== Written task ==
Echo the records below line for line, with nothing changed.

Records:
# # # # #

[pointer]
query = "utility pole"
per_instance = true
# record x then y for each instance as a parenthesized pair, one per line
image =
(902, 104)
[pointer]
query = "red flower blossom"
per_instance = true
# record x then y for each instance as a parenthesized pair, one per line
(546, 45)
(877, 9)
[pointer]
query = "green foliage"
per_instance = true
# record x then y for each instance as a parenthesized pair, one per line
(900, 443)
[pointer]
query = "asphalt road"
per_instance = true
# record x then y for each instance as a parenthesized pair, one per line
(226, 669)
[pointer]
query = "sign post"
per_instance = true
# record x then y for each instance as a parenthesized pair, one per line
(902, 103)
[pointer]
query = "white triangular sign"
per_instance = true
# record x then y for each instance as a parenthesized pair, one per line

# # # # #

== Task output ==
[pointer]
query = "utility pole"
per_instance = true
# record x then y for each instance as a parenthesized pair, one per line
image =
(902, 104)
[pointer]
query = "red flower blossom"
per_instance = true
# record x then y for each instance as a parenthesized pair, one per line
(546, 45)
(877, 9)
[pointer]
query = "green foliage"
per_instance = true
# record x then y for each instance as a parenthesized pair, one per line
(900, 443)
[pointer]
query = "asphalt road"
per_instance = true
# record x then y for each instance as a parenthesized pair, one per line
(226, 669)
[pointer]
query = "sign post"
per_instance = true
# record x then y for each instance as a parenthesized pair, one per line
(902, 103)
[pointer]
query = "white triangular sign"
per_instance = true
# record x then y for each instance as a parenthesized pair, one per line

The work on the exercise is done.